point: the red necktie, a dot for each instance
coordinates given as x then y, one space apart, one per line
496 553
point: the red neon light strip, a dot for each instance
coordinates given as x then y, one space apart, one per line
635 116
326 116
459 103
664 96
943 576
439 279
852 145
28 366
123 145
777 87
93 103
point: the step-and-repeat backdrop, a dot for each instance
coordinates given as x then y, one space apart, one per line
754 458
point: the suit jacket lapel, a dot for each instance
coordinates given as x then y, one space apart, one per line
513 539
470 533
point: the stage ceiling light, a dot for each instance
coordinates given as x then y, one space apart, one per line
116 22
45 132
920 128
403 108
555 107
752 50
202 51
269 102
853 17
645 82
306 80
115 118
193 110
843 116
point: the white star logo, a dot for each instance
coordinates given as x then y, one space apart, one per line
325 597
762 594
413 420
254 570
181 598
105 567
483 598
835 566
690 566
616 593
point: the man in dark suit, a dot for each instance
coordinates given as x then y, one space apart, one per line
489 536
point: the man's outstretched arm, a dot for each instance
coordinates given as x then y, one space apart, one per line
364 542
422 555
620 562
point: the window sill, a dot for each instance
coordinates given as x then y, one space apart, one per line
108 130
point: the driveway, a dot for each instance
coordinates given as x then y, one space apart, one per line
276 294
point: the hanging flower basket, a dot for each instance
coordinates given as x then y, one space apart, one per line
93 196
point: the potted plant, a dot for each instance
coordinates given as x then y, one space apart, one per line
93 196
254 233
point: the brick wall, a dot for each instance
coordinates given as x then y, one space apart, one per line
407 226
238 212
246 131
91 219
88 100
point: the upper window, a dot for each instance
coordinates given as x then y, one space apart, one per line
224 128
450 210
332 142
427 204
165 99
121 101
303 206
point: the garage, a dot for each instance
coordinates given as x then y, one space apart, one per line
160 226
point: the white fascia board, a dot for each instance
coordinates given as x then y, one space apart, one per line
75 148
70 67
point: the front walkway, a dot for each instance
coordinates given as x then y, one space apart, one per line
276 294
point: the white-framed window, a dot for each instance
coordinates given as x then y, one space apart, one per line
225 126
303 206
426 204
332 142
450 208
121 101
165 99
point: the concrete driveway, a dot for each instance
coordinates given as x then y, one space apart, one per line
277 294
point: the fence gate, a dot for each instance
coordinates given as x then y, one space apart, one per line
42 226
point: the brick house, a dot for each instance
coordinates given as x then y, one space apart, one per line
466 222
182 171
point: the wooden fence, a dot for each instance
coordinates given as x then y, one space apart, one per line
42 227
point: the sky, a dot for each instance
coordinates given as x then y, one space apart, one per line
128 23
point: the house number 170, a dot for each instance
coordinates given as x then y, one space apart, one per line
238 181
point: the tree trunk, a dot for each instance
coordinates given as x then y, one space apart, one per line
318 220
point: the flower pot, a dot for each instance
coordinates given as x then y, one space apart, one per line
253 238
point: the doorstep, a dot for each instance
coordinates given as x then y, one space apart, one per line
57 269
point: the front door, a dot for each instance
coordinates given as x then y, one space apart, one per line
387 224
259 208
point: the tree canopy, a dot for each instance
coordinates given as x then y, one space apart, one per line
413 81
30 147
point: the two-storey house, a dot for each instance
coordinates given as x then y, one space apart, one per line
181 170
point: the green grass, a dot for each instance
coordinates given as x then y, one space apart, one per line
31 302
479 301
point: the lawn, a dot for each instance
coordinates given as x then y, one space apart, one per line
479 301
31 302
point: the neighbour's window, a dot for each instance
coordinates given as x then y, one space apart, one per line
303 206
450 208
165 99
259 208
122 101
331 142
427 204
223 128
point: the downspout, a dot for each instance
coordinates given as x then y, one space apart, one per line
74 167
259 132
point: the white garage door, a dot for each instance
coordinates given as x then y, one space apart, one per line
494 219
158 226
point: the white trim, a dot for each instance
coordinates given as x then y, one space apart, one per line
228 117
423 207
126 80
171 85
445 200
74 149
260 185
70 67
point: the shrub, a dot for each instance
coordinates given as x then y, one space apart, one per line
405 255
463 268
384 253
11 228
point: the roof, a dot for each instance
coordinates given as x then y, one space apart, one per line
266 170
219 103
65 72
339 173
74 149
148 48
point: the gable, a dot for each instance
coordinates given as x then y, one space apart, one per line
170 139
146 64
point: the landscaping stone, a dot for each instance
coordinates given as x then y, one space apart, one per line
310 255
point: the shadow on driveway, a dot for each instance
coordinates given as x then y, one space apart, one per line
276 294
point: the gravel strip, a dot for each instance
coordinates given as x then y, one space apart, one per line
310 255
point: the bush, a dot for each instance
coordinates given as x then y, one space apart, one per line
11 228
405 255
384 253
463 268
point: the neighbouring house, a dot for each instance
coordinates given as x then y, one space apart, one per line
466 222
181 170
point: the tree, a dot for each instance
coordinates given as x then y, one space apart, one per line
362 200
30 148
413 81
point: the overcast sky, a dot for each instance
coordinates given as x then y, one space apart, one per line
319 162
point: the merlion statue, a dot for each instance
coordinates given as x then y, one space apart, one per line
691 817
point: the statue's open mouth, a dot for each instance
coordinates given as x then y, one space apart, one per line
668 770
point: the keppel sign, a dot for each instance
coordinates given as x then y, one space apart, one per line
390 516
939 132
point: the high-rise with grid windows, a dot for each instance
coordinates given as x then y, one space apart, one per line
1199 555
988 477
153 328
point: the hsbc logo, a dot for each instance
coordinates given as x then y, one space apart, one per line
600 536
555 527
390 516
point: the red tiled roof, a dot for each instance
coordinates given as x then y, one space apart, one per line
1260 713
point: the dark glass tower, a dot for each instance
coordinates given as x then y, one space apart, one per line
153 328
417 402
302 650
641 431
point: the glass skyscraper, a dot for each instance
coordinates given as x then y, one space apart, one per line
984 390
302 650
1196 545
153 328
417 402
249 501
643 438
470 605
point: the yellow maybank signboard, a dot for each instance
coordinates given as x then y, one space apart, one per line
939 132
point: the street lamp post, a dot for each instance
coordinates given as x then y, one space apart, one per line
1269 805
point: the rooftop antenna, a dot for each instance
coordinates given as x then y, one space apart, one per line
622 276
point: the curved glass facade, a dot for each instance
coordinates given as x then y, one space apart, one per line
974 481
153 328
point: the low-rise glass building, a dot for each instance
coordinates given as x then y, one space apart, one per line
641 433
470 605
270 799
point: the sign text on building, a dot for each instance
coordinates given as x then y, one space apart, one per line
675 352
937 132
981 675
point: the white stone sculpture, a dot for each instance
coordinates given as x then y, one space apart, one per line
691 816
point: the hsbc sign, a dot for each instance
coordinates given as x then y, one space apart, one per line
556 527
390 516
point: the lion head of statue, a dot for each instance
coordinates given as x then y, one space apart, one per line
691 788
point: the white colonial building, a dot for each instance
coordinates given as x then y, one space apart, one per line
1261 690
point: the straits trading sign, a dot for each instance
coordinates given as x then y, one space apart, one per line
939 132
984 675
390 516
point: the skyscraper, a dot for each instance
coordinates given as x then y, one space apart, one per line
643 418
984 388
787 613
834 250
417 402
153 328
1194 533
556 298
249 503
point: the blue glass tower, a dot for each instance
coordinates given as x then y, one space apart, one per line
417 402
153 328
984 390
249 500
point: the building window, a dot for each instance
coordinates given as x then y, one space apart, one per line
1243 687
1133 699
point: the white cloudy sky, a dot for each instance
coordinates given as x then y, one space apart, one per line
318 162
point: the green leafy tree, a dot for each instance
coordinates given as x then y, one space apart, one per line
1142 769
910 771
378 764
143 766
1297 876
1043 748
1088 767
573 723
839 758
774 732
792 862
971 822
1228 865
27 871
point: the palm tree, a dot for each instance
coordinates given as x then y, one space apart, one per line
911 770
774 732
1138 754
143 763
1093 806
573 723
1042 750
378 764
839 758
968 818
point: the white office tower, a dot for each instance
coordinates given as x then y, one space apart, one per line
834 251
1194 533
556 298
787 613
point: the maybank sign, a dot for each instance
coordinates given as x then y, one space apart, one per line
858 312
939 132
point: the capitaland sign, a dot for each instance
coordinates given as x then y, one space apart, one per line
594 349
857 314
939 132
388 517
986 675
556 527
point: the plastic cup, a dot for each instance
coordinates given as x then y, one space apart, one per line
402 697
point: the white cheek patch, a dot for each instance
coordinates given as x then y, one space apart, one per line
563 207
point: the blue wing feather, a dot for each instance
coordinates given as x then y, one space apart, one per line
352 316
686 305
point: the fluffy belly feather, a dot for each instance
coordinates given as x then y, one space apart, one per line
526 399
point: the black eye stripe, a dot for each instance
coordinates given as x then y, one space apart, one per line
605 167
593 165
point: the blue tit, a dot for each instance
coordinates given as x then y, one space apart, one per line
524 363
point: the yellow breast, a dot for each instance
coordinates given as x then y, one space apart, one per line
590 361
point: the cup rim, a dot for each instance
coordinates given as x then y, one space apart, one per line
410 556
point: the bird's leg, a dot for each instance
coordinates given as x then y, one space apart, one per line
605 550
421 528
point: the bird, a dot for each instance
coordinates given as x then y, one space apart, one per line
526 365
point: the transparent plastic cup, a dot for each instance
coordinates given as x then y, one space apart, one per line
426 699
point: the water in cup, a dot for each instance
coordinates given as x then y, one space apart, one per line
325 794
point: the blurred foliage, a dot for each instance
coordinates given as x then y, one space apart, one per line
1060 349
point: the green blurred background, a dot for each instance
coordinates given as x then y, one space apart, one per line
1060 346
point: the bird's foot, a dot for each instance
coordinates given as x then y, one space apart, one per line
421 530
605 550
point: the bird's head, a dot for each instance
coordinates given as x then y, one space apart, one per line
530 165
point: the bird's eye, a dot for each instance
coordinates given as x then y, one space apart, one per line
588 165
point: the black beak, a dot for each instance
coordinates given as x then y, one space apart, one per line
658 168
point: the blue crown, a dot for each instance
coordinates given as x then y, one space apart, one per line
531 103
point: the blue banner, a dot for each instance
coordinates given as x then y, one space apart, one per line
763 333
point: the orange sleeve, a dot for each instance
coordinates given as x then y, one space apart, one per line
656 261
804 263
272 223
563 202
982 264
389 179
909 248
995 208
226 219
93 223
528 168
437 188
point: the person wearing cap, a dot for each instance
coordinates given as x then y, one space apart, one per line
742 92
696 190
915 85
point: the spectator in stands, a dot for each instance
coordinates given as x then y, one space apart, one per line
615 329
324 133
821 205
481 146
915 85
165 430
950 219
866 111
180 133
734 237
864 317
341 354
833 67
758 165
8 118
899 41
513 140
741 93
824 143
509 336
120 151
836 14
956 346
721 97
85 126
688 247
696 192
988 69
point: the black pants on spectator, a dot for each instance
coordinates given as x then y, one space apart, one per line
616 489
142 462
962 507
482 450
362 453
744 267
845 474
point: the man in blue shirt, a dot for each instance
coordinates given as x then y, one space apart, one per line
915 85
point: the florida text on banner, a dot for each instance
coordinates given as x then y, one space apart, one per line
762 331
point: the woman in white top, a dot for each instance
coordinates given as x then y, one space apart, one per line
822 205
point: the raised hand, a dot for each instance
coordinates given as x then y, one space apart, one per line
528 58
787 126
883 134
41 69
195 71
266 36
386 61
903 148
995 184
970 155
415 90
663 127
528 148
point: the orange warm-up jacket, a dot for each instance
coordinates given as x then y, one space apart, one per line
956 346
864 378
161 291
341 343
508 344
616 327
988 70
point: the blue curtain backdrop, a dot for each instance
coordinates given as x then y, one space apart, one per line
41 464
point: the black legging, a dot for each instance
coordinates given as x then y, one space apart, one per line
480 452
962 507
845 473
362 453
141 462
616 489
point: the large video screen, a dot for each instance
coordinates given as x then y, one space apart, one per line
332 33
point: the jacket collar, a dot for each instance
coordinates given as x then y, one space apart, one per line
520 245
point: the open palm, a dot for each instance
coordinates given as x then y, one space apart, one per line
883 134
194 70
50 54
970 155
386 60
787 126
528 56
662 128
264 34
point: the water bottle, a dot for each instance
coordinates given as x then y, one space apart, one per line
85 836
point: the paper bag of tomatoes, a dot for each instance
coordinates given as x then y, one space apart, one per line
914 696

--- --- ---

Copy out again, unchanged, the part of the listing that opens with the line containing "point: the large" and runs through to the end of the listing, keeping both ends.

point: the large video screen, a dot for each instance
coordinates given as x then y, one space apart, one per line
332 33
point: the jacket collar, a dot for each instance
coordinates given as x then y, one space apart, one per line
520 245
point: the open palm, a dot for each instance
coordinates given as x then y, one space apart, one per line
883 134
194 70
50 54
970 155
386 60
787 126
528 56
662 128
264 34
point: the water bottle, a dot for each instance
coordinates given as x then y, one space apart, one per line
85 836
point: the paper bag of tomatoes, a dot for each instance
coordinates given as x then y, one space apart, one per line
914 696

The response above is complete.